# PASSAGE PROVIDED

######

The next day, Jackson still did not get a message from his mom, and he began to worry.
“I woke up. I'm not gonna lie, I was in a little bit of a panic, because I felt like by now, she at least would have responded to my text,” he said.
Around 5 p.m. on July 22, his grandmother broke the news that his mom had died.
“The way she told me was, ‘your mom's not coming back from Haiti.’ So I hung up the phone with her,” he said “I called her back. I asked her, ‘what did she mean?’ She said, ‘she's not coming back from Haiti. She passed away.’ I hung up the phone. I called her again.”
After a lot of back and forth between Jackson and his grandmother, he called his grandfather, and he confirmed that his mom had died.
In order to confirm his mother’s passing, Jackson reached out to one of the leaders of the group that went to Haiti with his mom. The first thing they asked him was, “how much did he know?”
“To be completely honest with you, my initial thought was my mom went down to Haiti, they did this last piece of the ceremony, and something sinister happened,” he said.
The person who spoke with him told him that his mom had gotten extremely sick during the ceremony. They told him that she kind of fainted. When she regained consciousness, she didn't know where she was. When a member of the house asked her where she was, she said in Virginia, Jackson said.
However, Jackson said his family hadn't lived in Virginia in over a year.
Jackson said they also told him that they brought her to the hospital. At the hospital, she started to have seizures, and they said she had a heart attack and a stroke.
“That was the initial story,” he said. “They said that my mom didn't bring her medicine. So there was a red flag, because what medicine are you guys talking about? it sounds like they were trying to perpetuate a story.”
Jackson also was supposed to get an update on where his mom’s body is located on Aug. 16 but that still hasn't happened.
“I haven't heard anything, he said. “I don't even think the U.S. Embassy got involved, or even received the necessary paperwork until about four days ago.”
USA TODAY reached out to the U.S. Embassy in Port-au-Prince, but they did not respond prior to publication.
Although Jackson's mom had him at a young age, her goal was to work hard to create a better life for them.

######

# DATA FOR ANALYSIS
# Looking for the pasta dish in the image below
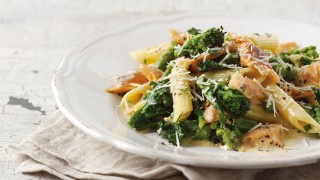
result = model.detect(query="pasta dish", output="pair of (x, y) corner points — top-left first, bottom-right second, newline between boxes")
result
(106, 26), (320, 151)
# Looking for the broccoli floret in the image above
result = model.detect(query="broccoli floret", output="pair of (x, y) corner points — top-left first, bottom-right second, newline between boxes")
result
(157, 120), (212, 145)
(178, 26), (225, 56)
(198, 53), (240, 72)
(187, 27), (201, 35)
(312, 87), (320, 104)
(128, 81), (172, 130)
(196, 75), (250, 121)
(287, 46), (319, 59)
(300, 103), (320, 124)
(155, 42), (176, 71)
(217, 85), (250, 117)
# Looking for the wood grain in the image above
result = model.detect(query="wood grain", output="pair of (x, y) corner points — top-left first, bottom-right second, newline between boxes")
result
(0, 0), (320, 179)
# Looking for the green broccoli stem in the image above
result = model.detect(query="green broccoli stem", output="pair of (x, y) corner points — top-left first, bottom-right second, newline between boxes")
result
(128, 81), (172, 130)
(177, 27), (225, 56)
(300, 103), (320, 124)
(197, 79), (227, 125)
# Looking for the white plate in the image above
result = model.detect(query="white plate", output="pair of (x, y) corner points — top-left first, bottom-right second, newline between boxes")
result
(53, 14), (320, 168)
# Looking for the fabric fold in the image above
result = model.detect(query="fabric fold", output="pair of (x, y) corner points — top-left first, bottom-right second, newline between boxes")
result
(15, 111), (320, 180)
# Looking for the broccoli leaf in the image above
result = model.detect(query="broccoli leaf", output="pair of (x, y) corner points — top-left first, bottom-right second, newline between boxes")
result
(178, 26), (225, 56)
(196, 75), (227, 125)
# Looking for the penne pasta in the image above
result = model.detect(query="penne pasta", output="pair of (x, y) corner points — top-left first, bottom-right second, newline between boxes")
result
(107, 27), (320, 151)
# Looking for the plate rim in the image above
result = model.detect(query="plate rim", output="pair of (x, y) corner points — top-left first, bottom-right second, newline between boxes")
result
(51, 13), (320, 169)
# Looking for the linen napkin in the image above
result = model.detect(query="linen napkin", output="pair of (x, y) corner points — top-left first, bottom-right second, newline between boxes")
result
(15, 111), (320, 180)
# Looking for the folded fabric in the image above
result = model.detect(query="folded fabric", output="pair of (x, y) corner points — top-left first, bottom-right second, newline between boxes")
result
(15, 111), (320, 180)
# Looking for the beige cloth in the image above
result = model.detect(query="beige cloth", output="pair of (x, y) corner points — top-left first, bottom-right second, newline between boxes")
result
(15, 111), (320, 180)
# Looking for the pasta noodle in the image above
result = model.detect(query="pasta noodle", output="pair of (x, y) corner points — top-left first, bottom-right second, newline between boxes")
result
(107, 26), (320, 151)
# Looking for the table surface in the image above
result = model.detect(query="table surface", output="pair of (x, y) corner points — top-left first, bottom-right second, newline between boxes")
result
(0, 0), (320, 179)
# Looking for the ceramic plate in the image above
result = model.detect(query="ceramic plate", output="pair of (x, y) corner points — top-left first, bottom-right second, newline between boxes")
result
(53, 14), (320, 169)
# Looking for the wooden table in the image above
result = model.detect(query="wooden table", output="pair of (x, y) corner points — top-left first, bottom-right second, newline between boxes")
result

######

# EXPLORE THE MATERIAL
[1] In the article about Jackson's mother, rewrite the passage from "The person who" up to and including "over a year.", changing "extremely" to "very".
[2] Continue the article about the death of Jackson's mother in Haiti, starting right after its last sentence.

# ANSWERS FOR EACH ITEM
[1]
The person who spoke with him told him that his mom had gotten very sick during the ceremony. They told him that she kind of fainted. When she regained consciousness, she didn't know where she was. When a member of the house asked her where she was, she said in Virginia, Jackson said.
However, Jackson said his family hadn't lived in Virginia in over a year.

[2]
In 1999, Jackson said that his mom took a job at a technology company that was based in Savannah, Georgia. In his mom's role, she was to help start the company's operations in the state. During their time in Georgia, Jackson remembers getting his own bathroom and bedroom, attending extracurricular activities, and ultimately getting closer to his mom.
Years later, he asked his mom why she decided to relocate.
“I asked her, many years later, ‘Why did you decide to move down there?’ She said, ‘Tim, I needed that time to learn how to become a mother to my son,’” he said.
Another memory that Jackson shared was in 2017 when his family took a trip to Las Vegas, Nevada where the two ended up meeting rapper Nelly. The rapper ended up turning around and talking to the two before he left the hotel, Jackson said.
“In Vegas, we were getting ready to check into our hotel, and Nelly was coming out. My mom looked at me, and I looked at her, and then we just both chased him,” he said. “That was just how in sync we were.”
Jackson created a GoFundMe account for his mom's funeral and additional costs that he will need in the future.
“(The GoFundMe was created for) funeral costs, any costs associated with bringing her body back,” he said. “I would like to do an autopsy. I've been quoted a price for that.”
His mom told him how she wanted her funeral to go.
“We had a conversation maybe six years ago where she told me she wanted to be cremated, and she told me what her last wishes were,” he said.
Dana Jackson was supposed to turn 52 on Sept. 13, Jackson said.
“We don't know what happened in the last nine days, but whatever happened, my mom did not go to Haiti not to come back to the United States,” he said.